- [AIM OF THE TASK]
Please answer from the passage on adaptive web search: once keywords start producing relevant results in Google, which search engine does the writer pass them to?

- [PASSAGE SHOWN]
[Start of section]

I am not interested about the web search performed by some web spider or a web crawler here. Those automated sophisticated super fast programs may have many blows and whistles to boost their performance. I am interested here to formalize the adaptive search technique that we often use on a day to day basis without even knowing how strong it is. This relation will help you understand the formal approach behind the adaptive search and thus allow you to use it more rigorously.
What is an adaptive web search? As I mentioned in one of my previous articles it is a cute and smart technique to find what you want using a web search engine, like Google. Let me quote the search technique used to find some literatures for solving a problem described in my previous article.
Say I have a problem to solve that was assigned by some course teacher or my research adviser. I mark some keywords and Google for them. If I don’t find any relevant information I use combination of those keywords or use alternative keywords adapted from the search results. Once I start getting some keywords that produce relevant results in Google, I pass it to Google Scholar. Sometimes I go to some other subject specific search engines to search using those keywords.

[End of section]

- [DATA TO EXAMINE]
[Start of section]

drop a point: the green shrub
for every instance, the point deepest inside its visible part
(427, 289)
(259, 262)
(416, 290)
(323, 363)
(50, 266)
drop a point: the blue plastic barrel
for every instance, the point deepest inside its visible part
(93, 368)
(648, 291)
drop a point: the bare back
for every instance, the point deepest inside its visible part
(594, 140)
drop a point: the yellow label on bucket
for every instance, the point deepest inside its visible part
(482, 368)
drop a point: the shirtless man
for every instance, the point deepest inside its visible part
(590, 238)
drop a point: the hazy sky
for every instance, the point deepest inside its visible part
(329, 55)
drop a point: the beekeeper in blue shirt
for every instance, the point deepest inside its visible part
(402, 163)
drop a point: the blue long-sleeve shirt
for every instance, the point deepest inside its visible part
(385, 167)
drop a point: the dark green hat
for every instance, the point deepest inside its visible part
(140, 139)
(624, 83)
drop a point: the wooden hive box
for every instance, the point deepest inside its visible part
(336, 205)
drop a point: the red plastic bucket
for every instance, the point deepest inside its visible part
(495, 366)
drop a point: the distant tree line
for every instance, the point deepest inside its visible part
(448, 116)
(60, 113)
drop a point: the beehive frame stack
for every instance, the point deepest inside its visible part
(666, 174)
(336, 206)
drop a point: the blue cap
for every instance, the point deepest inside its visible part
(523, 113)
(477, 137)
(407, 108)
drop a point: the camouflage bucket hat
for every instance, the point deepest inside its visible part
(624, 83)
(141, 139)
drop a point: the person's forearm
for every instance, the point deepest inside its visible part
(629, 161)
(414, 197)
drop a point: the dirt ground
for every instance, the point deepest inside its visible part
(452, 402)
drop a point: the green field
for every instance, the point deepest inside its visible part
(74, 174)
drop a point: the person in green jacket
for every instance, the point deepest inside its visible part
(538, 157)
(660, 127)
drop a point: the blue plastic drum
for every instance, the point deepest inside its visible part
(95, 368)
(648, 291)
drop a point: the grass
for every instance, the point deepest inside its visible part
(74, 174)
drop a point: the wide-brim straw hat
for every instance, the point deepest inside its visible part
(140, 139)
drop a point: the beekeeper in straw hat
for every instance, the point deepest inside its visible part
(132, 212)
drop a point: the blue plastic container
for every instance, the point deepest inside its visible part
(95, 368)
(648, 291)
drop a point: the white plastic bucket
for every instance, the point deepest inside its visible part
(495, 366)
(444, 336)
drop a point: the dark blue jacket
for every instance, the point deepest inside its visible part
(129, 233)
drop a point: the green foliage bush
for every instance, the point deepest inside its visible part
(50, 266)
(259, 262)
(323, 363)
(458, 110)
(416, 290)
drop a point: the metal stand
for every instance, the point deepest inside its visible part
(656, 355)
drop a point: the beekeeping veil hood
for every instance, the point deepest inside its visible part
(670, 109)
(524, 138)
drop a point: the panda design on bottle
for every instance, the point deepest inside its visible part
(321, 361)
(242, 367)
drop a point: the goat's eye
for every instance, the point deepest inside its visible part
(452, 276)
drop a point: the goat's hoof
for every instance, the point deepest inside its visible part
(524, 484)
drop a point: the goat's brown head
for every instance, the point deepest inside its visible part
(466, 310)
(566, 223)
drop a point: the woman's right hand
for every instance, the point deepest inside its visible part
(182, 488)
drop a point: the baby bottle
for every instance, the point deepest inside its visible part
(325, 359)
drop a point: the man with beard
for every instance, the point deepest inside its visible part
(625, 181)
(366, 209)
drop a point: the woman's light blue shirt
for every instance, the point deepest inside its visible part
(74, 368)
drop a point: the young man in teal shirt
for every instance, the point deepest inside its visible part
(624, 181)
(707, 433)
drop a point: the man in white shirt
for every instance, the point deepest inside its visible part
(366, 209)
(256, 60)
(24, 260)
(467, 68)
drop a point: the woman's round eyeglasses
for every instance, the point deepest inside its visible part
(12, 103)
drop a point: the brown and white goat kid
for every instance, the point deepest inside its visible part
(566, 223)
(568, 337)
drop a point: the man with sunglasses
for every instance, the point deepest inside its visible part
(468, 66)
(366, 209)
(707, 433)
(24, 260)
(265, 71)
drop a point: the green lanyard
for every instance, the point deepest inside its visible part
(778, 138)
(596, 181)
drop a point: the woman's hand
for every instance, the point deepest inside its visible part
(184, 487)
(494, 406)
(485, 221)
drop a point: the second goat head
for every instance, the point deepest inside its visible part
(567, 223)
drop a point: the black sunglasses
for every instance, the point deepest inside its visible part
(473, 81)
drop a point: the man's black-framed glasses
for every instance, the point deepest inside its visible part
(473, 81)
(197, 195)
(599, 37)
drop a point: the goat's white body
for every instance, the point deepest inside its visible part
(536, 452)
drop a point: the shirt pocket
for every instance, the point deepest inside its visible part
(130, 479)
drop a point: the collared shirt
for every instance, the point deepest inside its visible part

[End of section]

- [WORKED SOLUTION]
Google Scholar.